- AVAILABLE DATA:
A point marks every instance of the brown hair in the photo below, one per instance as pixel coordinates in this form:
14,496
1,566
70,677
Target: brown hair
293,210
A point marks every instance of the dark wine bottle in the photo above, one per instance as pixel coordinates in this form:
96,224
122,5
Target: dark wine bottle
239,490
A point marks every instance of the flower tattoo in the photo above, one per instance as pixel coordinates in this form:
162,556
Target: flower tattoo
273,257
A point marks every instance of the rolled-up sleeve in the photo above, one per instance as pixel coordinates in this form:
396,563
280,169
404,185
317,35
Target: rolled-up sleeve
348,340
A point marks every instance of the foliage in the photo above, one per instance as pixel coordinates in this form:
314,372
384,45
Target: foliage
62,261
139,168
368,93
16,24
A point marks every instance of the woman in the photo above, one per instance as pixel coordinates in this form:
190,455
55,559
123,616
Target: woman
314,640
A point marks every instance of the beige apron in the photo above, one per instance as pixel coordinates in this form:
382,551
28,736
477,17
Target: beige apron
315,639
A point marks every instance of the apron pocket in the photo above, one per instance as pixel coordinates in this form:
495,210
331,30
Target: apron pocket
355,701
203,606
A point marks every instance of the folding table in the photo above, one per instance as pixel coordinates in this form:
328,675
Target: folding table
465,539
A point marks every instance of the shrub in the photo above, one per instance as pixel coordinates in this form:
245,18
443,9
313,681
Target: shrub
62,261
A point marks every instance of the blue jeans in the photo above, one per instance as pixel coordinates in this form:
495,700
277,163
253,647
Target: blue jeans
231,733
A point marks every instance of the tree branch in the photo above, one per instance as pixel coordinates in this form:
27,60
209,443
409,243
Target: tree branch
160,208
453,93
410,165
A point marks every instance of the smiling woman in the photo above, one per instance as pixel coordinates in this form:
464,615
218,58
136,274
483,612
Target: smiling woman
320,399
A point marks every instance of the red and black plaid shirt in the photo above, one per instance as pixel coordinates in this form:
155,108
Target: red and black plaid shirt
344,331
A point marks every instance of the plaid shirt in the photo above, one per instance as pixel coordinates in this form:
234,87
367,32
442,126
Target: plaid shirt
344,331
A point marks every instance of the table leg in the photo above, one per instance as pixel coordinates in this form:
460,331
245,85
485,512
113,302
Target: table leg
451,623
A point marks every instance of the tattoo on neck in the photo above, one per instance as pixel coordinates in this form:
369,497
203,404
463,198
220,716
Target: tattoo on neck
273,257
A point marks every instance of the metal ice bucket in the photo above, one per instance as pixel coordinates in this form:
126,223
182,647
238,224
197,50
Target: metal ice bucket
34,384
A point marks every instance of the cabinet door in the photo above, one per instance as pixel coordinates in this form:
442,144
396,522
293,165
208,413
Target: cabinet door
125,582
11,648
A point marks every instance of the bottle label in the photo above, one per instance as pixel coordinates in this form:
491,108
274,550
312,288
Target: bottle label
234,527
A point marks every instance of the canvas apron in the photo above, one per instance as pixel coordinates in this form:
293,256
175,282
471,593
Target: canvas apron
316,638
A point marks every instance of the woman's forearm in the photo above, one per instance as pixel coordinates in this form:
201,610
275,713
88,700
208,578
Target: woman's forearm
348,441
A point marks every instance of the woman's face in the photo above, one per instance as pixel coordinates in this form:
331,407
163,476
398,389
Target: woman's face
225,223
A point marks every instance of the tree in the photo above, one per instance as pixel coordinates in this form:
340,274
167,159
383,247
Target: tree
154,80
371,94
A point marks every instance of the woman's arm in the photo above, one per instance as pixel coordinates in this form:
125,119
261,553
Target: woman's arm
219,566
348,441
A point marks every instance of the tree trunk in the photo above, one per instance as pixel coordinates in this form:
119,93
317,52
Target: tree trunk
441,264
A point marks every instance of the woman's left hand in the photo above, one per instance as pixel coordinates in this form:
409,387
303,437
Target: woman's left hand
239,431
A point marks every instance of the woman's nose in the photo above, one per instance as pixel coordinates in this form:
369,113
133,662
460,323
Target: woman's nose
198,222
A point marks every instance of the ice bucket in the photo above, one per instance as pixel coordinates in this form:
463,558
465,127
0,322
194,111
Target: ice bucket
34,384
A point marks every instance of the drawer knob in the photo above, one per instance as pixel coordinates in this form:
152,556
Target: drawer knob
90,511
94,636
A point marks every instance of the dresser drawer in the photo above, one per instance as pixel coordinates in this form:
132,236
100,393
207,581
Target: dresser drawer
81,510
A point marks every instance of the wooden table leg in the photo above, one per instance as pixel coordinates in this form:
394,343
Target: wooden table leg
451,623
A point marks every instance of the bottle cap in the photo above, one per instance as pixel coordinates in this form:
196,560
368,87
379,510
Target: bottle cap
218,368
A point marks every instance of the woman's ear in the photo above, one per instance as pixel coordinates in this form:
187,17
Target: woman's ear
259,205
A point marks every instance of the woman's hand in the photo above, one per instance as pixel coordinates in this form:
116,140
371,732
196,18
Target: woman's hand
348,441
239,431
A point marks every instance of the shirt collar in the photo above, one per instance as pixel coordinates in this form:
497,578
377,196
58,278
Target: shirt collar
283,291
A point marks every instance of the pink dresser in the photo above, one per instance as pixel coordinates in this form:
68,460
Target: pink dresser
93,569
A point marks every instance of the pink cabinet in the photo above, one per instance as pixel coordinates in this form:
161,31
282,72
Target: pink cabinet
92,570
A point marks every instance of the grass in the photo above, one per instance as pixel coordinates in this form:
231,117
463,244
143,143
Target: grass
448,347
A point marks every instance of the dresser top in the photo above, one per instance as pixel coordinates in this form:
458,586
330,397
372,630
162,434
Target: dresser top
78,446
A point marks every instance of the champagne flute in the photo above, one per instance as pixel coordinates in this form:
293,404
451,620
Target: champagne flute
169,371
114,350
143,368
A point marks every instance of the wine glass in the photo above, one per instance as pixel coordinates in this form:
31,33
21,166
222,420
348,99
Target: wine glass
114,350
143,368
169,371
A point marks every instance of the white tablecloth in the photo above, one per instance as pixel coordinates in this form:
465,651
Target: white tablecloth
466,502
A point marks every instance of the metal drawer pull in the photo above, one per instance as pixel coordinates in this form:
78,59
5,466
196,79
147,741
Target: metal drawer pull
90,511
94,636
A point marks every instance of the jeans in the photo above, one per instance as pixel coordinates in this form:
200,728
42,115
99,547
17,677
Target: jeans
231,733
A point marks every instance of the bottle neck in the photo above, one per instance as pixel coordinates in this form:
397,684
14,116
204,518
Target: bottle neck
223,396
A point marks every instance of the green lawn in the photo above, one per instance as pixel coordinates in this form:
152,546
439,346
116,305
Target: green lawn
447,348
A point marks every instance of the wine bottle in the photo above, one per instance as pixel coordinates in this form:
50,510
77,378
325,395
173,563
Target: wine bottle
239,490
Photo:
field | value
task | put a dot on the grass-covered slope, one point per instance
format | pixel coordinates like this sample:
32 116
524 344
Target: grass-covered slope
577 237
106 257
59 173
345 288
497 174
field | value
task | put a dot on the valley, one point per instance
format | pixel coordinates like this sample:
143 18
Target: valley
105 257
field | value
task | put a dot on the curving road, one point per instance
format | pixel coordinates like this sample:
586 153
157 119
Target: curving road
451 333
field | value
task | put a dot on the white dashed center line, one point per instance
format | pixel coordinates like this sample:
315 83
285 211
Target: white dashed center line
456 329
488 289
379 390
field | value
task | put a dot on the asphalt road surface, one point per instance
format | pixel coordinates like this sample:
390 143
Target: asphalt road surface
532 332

- EXERCISE AIM:
Search the listing above for the string "task" and return each line it appears on.

- REPLY:
task | put a dot on the grass-covered slope, one point per instance
task | put a dot on the valley, one point per instance
task | put a dot on the curving road, one point per instance
task | put a dot on the white dashed center line, one point per instance
task | put a dot on the asphalt road surface, one point per instance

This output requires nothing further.